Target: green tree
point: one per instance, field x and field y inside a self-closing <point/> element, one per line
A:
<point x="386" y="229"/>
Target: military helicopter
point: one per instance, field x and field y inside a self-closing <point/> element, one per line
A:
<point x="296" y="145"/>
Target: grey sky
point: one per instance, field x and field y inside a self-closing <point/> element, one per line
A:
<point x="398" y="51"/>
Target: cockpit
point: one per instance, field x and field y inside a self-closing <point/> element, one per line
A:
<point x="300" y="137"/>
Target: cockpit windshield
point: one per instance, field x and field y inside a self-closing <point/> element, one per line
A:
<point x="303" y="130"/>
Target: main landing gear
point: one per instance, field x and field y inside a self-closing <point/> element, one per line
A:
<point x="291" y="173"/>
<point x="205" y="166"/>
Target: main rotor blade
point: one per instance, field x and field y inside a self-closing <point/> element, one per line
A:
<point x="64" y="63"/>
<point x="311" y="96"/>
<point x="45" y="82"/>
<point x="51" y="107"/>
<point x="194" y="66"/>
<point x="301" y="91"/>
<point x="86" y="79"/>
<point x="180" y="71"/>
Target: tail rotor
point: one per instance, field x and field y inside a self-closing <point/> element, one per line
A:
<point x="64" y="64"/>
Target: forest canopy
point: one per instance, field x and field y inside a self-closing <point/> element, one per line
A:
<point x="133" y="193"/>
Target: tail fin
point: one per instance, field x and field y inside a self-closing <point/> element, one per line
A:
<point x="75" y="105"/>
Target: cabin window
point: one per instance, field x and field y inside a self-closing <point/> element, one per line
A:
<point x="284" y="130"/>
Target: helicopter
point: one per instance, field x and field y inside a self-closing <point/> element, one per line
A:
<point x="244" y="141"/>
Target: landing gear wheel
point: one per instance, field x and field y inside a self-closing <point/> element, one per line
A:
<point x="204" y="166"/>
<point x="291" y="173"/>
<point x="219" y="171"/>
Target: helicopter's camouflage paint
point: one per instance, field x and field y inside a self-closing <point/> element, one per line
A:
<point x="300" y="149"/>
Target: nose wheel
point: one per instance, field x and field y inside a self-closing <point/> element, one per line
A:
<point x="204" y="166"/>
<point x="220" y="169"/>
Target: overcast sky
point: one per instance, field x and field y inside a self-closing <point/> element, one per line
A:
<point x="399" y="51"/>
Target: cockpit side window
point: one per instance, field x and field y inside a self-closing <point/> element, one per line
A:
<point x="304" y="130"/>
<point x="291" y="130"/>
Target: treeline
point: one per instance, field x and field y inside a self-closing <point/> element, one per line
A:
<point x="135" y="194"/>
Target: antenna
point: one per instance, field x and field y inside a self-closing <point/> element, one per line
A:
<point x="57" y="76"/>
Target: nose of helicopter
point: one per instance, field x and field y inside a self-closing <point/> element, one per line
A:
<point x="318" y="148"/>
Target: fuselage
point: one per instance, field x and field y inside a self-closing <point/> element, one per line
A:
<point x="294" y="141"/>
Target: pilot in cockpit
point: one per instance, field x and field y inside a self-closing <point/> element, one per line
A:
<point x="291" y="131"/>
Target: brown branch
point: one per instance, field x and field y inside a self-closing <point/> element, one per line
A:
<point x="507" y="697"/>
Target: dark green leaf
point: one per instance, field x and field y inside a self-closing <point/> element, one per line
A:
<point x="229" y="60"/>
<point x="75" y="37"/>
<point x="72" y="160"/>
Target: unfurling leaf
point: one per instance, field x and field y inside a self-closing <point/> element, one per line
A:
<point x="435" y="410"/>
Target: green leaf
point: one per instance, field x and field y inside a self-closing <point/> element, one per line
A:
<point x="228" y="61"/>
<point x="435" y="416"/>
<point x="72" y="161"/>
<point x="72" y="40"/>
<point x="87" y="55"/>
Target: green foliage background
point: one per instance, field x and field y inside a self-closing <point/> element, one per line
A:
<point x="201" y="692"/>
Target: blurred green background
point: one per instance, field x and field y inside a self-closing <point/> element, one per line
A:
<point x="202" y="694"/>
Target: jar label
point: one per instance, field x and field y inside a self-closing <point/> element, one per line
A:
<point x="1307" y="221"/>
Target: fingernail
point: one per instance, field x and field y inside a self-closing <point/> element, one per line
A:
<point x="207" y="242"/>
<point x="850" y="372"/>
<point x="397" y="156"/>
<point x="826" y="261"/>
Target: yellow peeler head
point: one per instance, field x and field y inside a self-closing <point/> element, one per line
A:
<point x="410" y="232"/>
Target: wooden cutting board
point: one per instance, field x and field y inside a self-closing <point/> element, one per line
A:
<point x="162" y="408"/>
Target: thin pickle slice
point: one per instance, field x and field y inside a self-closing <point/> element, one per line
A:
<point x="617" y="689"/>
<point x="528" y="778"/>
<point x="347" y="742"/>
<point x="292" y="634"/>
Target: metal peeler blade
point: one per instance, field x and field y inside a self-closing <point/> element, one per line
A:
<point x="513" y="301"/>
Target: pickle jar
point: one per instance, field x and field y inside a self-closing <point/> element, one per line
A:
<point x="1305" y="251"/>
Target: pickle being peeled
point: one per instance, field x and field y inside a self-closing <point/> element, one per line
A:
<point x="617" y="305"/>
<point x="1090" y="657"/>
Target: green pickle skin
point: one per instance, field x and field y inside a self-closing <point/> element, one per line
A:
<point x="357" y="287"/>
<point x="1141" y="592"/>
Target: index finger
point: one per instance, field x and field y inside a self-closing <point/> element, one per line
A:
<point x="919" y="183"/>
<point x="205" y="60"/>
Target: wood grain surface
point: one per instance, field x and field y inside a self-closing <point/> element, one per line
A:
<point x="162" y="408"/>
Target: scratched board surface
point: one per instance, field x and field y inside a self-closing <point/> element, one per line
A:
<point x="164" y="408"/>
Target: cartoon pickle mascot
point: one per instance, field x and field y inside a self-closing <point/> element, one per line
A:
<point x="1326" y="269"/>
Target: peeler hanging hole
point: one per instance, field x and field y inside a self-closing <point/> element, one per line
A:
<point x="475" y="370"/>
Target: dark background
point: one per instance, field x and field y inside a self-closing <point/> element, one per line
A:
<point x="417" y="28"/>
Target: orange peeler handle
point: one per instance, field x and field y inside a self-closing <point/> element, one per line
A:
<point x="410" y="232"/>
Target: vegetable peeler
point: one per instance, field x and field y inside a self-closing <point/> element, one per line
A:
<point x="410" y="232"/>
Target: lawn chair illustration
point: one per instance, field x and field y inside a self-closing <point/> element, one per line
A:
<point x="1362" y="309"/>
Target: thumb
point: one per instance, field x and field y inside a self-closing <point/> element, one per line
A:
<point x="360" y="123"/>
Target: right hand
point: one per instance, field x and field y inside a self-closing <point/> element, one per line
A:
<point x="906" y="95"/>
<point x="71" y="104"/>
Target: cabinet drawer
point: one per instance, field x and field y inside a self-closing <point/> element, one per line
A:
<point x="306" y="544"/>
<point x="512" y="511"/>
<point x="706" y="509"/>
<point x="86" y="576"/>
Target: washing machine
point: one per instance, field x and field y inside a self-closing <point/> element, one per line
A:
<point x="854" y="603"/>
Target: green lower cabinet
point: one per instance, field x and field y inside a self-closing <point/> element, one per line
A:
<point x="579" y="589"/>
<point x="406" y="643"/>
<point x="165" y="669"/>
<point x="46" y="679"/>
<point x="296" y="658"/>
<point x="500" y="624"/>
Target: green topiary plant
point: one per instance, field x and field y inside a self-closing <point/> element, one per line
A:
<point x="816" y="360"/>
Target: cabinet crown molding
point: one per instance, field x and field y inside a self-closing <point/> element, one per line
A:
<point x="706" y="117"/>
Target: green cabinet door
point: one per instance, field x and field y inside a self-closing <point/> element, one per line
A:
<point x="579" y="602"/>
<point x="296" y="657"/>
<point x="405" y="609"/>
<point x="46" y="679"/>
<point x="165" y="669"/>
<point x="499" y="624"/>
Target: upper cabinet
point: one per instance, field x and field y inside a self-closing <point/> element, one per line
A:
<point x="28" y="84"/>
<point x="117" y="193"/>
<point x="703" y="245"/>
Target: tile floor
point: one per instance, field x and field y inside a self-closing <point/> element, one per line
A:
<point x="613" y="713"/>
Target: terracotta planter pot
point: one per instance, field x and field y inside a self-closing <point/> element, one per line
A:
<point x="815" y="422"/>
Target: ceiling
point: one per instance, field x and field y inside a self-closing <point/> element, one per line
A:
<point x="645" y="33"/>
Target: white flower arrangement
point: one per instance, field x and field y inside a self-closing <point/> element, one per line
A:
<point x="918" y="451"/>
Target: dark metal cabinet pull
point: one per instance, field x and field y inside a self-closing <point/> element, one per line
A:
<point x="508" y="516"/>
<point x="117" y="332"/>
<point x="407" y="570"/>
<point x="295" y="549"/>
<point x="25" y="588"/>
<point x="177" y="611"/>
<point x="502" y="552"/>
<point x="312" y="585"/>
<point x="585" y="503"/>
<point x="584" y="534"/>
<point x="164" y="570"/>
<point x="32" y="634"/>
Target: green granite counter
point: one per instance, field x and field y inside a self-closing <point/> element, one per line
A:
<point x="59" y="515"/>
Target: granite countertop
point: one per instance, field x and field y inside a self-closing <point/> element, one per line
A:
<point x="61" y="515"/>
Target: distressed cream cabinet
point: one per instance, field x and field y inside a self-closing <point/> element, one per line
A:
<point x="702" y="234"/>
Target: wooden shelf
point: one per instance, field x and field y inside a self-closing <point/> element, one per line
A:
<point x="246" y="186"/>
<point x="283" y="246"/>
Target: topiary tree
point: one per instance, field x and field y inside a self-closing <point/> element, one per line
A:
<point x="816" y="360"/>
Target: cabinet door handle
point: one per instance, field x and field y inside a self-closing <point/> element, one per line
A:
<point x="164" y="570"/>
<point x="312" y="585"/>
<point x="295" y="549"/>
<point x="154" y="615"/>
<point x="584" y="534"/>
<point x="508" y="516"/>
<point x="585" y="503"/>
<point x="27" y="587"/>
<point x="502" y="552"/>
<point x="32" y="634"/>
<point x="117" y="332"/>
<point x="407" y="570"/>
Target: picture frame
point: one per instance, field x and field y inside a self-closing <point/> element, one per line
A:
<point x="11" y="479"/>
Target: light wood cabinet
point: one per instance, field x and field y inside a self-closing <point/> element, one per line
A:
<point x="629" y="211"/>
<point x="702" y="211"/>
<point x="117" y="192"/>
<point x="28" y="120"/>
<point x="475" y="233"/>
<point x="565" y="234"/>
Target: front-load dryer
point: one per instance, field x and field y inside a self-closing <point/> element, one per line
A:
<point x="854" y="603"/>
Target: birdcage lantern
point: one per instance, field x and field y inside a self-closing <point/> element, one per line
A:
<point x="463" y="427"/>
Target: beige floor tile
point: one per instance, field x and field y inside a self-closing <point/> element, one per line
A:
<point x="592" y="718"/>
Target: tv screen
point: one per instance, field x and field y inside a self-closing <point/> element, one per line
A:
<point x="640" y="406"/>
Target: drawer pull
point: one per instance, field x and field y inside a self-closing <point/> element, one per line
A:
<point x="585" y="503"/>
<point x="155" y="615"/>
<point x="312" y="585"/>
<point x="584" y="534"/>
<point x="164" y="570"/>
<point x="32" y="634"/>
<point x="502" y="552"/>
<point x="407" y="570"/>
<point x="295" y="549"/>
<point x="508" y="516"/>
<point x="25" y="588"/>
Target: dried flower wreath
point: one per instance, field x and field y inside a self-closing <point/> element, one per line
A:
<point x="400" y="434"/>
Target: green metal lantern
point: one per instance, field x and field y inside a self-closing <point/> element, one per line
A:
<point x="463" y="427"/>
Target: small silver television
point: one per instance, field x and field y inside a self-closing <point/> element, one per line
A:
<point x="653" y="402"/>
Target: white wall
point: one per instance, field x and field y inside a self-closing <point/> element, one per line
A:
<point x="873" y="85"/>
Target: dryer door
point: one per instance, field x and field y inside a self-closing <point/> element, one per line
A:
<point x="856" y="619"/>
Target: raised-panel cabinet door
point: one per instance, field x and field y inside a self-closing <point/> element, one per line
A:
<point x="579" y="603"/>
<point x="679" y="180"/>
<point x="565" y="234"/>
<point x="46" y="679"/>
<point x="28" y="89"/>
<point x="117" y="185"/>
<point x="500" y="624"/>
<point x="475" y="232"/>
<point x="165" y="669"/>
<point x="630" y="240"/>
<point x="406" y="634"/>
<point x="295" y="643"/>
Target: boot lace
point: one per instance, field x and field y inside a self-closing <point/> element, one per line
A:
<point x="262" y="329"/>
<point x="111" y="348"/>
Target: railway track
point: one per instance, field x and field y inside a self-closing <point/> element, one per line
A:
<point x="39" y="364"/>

# # # #

# REQUIRED WORK:
Copy out every line from the one containing "Target: white wall" to the end of the material, both ends included.

# OUTPUT OF THE TASK:
Target: white wall
point: one per instance, field x and field y inside a self-closing <point/> element, one per line
A:
<point x="873" y="85"/>
Target: dryer door
point: one per instance, field x and field y inside a self-closing <point/> element, one per line
A:
<point x="856" y="619"/>
Target: raised-panel cabinet door
point: one per instance, field x and field y inside a self-closing <point/> element, one per line
A:
<point x="579" y="603"/>
<point x="679" y="180"/>
<point x="565" y="234"/>
<point x="46" y="679"/>
<point x="28" y="89"/>
<point x="117" y="185"/>
<point x="500" y="624"/>
<point x="475" y="232"/>
<point x="165" y="669"/>
<point x="630" y="240"/>
<point x="406" y="634"/>
<point x="295" y="643"/>
Target: boot lace
point: one per instance, field x and field y inside a self-closing <point/> element, one per line
A:
<point x="262" y="329"/>
<point x="111" y="348"/>
Target: railway track
point: one per instance, field x and field y inside a self-closing <point/> element, one per line
A:
<point x="39" y="364"/>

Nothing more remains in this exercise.